§ EXERCISE OBJECTIVE:
Quote, word for word, the line containing "Mark every instance of the white staircase" and all lines that follow it to the end of the records, with no pictures.

§ Location identification items:
------------
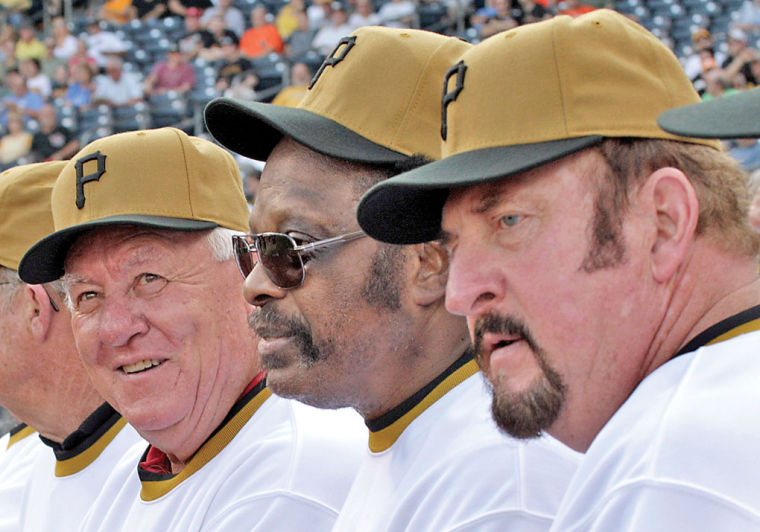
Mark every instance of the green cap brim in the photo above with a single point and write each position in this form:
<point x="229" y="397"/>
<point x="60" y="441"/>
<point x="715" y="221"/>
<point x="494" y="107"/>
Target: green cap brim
<point x="44" y="261"/>
<point x="253" y="129"/>
<point x="406" y="209"/>
<point x="732" y="116"/>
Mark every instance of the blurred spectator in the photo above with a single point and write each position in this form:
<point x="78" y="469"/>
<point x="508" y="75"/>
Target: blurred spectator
<point x="364" y="15"/>
<point x="300" y="77"/>
<point x="287" y="18"/>
<point x="195" y="37"/>
<point x="716" y="84"/>
<point x="36" y="81"/>
<point x="149" y="9"/>
<point x="219" y="32"/>
<point x="15" y="10"/>
<point x="16" y="143"/>
<point x="63" y="43"/>
<point x="262" y="38"/>
<point x="116" y="11"/>
<point x="101" y="43"/>
<point x="60" y="80"/>
<point x="236" y="73"/>
<point x="747" y="152"/>
<point x="53" y="142"/>
<point x="533" y="11"/>
<point x="329" y="35"/>
<point x="507" y="16"/>
<point x="7" y="422"/>
<point x="748" y="16"/>
<point x="397" y="13"/>
<point x="116" y="87"/>
<point x="79" y="94"/>
<point x="704" y="58"/>
<point x="82" y="57"/>
<point x="233" y="18"/>
<point x="740" y="58"/>
<point x="180" y="7"/>
<point x="301" y="39"/>
<point x="319" y="13"/>
<point x="172" y="74"/>
<point x="574" y="8"/>
<point x="28" y="45"/>
<point x="20" y="100"/>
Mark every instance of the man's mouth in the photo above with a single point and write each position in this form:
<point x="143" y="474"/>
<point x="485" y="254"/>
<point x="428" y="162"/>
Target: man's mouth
<point x="142" y="365"/>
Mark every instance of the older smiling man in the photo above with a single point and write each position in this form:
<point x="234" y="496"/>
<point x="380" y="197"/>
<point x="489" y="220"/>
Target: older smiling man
<point x="143" y="223"/>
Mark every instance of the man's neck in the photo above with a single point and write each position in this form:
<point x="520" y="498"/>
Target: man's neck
<point x="714" y="287"/>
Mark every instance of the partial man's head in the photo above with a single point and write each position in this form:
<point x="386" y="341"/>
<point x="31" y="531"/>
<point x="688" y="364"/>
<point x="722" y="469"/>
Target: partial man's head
<point x="42" y="381"/>
<point x="737" y="117"/>
<point x="569" y="214"/>
<point x="343" y="311"/>
<point x="143" y="241"/>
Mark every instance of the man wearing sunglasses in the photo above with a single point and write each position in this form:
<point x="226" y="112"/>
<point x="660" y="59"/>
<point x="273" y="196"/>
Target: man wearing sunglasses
<point x="143" y="226"/>
<point x="47" y="480"/>
<point x="606" y="268"/>
<point x="347" y="321"/>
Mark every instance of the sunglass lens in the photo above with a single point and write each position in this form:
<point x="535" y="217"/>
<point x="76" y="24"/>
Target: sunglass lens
<point x="243" y="255"/>
<point x="281" y="262"/>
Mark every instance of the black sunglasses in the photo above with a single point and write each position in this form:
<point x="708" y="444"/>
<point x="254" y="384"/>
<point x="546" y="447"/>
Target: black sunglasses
<point x="280" y="255"/>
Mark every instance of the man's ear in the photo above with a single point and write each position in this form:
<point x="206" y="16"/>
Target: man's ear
<point x="676" y="211"/>
<point x="432" y="272"/>
<point x="37" y="311"/>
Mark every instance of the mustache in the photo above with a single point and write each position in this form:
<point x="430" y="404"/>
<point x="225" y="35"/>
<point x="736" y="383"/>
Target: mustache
<point x="267" y="322"/>
<point x="498" y="324"/>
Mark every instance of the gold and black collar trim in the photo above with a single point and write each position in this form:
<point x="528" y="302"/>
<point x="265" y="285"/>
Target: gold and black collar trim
<point x="18" y="433"/>
<point x="84" y="445"/>
<point x="741" y="323"/>
<point x="156" y="485"/>
<point x="385" y="430"/>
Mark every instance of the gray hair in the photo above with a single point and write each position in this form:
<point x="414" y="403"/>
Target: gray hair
<point x="11" y="282"/>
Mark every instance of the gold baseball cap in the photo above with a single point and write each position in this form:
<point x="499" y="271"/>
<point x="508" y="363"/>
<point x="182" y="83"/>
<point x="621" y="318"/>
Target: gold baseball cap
<point x="159" y="178"/>
<point x="375" y="99"/>
<point x="529" y="96"/>
<point x="25" y="207"/>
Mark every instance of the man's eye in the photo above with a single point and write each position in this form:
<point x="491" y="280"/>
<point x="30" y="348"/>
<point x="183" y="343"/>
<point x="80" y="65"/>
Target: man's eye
<point x="86" y="301"/>
<point x="147" y="278"/>
<point x="510" y="220"/>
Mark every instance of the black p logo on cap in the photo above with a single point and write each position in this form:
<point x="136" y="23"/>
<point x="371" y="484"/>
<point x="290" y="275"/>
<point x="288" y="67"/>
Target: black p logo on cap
<point x="95" y="176"/>
<point x="459" y="69"/>
<point x="332" y="59"/>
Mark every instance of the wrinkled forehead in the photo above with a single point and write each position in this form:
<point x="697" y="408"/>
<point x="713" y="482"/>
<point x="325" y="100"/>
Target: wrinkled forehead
<point x="300" y="184"/>
<point x="131" y="244"/>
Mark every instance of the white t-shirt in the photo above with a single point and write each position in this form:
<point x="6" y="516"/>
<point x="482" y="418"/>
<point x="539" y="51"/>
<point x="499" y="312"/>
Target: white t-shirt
<point x="23" y="449"/>
<point x="65" y="482"/>
<point x="452" y="469"/>
<point x="682" y="451"/>
<point x="275" y="465"/>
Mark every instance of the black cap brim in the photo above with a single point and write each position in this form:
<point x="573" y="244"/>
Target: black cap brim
<point x="253" y="129"/>
<point x="406" y="209"/>
<point x="43" y="262"/>
<point x="732" y="116"/>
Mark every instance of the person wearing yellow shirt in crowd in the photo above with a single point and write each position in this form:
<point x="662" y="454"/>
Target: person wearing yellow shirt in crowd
<point x="29" y="46"/>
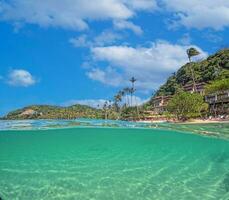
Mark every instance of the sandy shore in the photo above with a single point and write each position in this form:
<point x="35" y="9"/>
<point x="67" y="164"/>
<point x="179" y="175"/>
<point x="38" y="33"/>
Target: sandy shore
<point x="194" y="121"/>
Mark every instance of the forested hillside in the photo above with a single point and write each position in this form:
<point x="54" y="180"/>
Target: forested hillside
<point x="213" y="68"/>
<point x="54" y="112"/>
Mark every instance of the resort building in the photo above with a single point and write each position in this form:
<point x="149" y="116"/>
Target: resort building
<point x="159" y="103"/>
<point x="199" y="88"/>
<point x="218" y="102"/>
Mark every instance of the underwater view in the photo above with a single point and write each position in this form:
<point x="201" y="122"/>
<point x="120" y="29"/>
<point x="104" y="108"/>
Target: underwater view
<point x="95" y="159"/>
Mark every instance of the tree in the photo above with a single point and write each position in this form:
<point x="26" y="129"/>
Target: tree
<point x="185" y="105"/>
<point x="192" y="52"/>
<point x="217" y="86"/>
<point x="132" y="80"/>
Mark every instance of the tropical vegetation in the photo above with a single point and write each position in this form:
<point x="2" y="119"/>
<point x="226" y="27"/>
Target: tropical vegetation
<point x="185" y="105"/>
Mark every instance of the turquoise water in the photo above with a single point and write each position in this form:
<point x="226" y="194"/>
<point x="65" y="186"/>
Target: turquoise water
<point x="112" y="163"/>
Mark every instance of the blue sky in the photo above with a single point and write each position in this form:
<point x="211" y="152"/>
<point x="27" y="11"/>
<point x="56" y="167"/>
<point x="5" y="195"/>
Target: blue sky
<point x="82" y="51"/>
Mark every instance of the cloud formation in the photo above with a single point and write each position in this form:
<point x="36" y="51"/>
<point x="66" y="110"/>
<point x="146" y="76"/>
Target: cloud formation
<point x="199" y="14"/>
<point x="98" y="103"/>
<point x="150" y="65"/>
<point x="20" y="78"/>
<point x="107" y="37"/>
<point x="70" y="14"/>
<point x="122" y="25"/>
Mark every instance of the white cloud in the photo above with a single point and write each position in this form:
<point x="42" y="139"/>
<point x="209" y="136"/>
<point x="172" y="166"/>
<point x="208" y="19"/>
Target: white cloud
<point x="122" y="24"/>
<point x="185" y="39"/>
<point x="98" y="103"/>
<point x="95" y="103"/>
<point x="150" y="65"/>
<point x="20" y="77"/>
<point x="107" y="76"/>
<point x="70" y="14"/>
<point x="105" y="38"/>
<point x="199" y="14"/>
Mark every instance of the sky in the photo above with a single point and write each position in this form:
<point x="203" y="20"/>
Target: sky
<point x="82" y="51"/>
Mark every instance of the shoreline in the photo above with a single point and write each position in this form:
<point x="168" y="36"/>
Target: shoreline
<point x="195" y="121"/>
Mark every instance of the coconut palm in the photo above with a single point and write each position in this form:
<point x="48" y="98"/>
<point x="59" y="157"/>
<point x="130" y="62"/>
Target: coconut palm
<point x="192" y="52"/>
<point x="127" y="93"/>
<point x="132" y="80"/>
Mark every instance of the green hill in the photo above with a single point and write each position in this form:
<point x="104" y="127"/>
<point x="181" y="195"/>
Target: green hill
<point x="213" y="68"/>
<point x="54" y="112"/>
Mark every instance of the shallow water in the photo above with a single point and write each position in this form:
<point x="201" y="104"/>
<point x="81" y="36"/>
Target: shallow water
<point x="112" y="163"/>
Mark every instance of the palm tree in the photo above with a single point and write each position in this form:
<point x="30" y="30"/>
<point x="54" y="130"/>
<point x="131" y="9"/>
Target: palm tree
<point x="192" y="52"/>
<point x="127" y="92"/>
<point x="105" y="109"/>
<point x="132" y="80"/>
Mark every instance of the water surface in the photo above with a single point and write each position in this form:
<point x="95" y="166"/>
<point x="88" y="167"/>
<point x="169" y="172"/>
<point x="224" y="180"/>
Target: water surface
<point x="112" y="163"/>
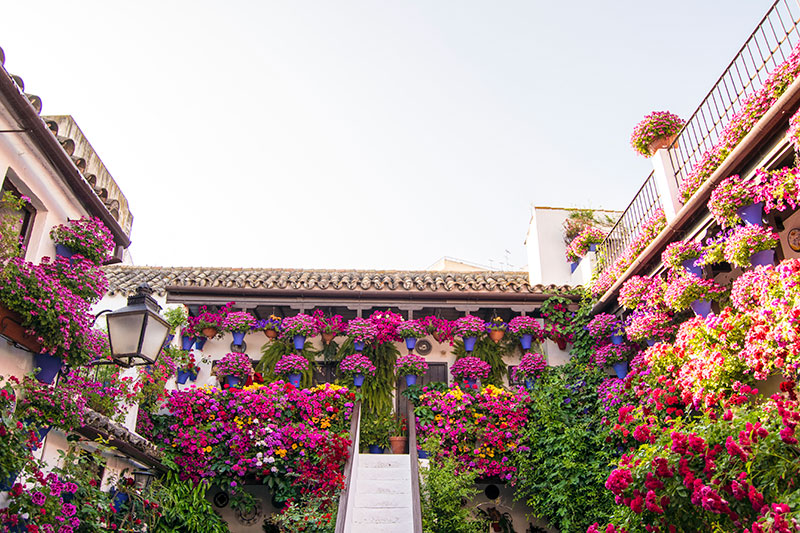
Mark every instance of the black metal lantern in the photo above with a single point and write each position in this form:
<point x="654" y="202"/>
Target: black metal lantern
<point x="137" y="332"/>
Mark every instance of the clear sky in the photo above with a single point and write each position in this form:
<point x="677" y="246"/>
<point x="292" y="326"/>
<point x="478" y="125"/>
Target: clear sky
<point x="365" y="134"/>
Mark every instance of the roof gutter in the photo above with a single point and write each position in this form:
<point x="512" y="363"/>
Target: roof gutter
<point x="51" y="148"/>
<point x="789" y="100"/>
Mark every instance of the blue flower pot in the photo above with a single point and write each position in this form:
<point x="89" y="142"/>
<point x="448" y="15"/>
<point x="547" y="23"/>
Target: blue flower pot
<point x="751" y="214"/>
<point x="526" y="341"/>
<point x="621" y="369"/>
<point x="233" y="381"/>
<point x="701" y="308"/>
<point x="187" y="342"/>
<point x="299" y="341"/>
<point x="692" y="269"/>
<point x="48" y="367"/>
<point x="763" y="258"/>
<point x="183" y="376"/>
<point x="469" y="343"/>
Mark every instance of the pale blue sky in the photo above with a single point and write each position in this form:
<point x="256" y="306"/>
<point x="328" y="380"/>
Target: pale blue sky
<point x="365" y="134"/>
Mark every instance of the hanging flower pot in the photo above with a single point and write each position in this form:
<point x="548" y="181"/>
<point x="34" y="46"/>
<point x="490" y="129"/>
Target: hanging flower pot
<point x="701" y="308"/>
<point x="621" y="369"/>
<point x="496" y="335"/>
<point x="294" y="379"/>
<point x="469" y="343"/>
<point x="199" y="342"/>
<point x="752" y="213"/>
<point x="48" y="365"/>
<point x="299" y="341"/>
<point x="763" y="258"/>
<point x="187" y="342"/>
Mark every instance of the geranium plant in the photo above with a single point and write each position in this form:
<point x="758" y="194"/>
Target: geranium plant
<point x="357" y="363"/>
<point x="656" y="125"/>
<point x="470" y="368"/>
<point x="235" y="364"/>
<point x="291" y="364"/>
<point x="86" y="236"/>
<point x="411" y="365"/>
<point x="745" y="241"/>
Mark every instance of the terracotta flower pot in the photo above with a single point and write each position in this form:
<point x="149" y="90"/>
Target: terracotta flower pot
<point x="398" y="444"/>
<point x="496" y="335"/>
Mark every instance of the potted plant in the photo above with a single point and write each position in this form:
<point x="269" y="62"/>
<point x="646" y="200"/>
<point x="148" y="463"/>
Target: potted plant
<point x="298" y="328"/>
<point x="689" y="291"/>
<point x="468" y="370"/>
<point x="526" y="329"/>
<point x="329" y="326"/>
<point x="234" y="368"/>
<point x="411" y="366"/>
<point x="410" y="331"/>
<point x="683" y="254"/>
<point x="238" y="323"/>
<point x="361" y="331"/>
<point x="399" y="439"/>
<point x="468" y="328"/>
<point x="736" y="199"/>
<point x="530" y="368"/>
<point x="358" y="366"/>
<point x="656" y="131"/>
<point x="86" y="236"/>
<point x="291" y="367"/>
<point x="750" y="246"/>
<point x="374" y="432"/>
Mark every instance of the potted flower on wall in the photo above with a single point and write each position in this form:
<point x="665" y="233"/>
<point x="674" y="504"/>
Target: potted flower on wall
<point x="86" y="236"/>
<point x="362" y="331"/>
<point x="751" y="246"/>
<point x="683" y="255"/>
<point x="496" y="328"/>
<point x="238" y="323"/>
<point x="656" y="131"/>
<point x="531" y="367"/>
<point x="291" y="367"/>
<point x="468" y="328"/>
<point x="410" y="331"/>
<point x="358" y="366"/>
<point x="234" y="369"/>
<point x="468" y="370"/>
<point x="298" y="328"/>
<point x="526" y="329"/>
<point x="411" y="366"/>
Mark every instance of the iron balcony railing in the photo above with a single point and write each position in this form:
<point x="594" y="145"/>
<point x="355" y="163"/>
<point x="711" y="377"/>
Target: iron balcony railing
<point x="770" y="44"/>
<point x="645" y="203"/>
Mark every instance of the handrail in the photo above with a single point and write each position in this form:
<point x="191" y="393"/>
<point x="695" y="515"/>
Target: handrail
<point x="344" y="497"/>
<point x="412" y="453"/>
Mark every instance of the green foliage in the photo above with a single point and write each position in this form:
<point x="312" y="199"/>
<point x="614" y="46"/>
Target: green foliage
<point x="442" y="493"/>
<point x="184" y="508"/>
<point x="564" y="460"/>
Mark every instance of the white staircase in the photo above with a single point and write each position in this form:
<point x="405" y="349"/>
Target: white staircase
<point x="383" y="495"/>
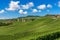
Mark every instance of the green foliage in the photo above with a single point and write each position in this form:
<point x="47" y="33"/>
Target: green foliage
<point x="44" y="28"/>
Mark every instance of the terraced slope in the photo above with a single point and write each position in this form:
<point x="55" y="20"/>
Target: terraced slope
<point x="30" y="30"/>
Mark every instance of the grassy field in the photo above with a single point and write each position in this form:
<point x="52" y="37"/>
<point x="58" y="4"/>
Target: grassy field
<point x="30" y="30"/>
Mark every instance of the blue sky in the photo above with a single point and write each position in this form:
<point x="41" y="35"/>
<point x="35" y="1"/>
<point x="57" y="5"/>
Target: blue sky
<point x="19" y="8"/>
------------
§ EXERCISE RESULT:
Mark every instance of the white staircase in the photo above with a single point and write each position in this form:
<point x="405" y="349"/>
Target: white staircase
<point x="383" y="495"/>
Mark every instance of the green foliage in the photo above with a single point and write each position in this form:
<point x="47" y="33"/>
Target: green foliage
<point x="44" y="28"/>
Mark every instance of the terraced slope in the photo above with a single point and write each position in this form:
<point x="55" y="20"/>
Target: terraced slope
<point x="30" y="30"/>
Mark every instance of the grassy field in the photo above with a single point and write each position in this form:
<point x="52" y="37"/>
<point x="58" y="4"/>
Target: grassy field
<point x="30" y="30"/>
Mark every instance of the blue sky in the photo above with a single point and write each position in this form:
<point x="41" y="35"/>
<point x="35" y="1"/>
<point x="57" y="5"/>
Target: blue sky
<point x="19" y="8"/>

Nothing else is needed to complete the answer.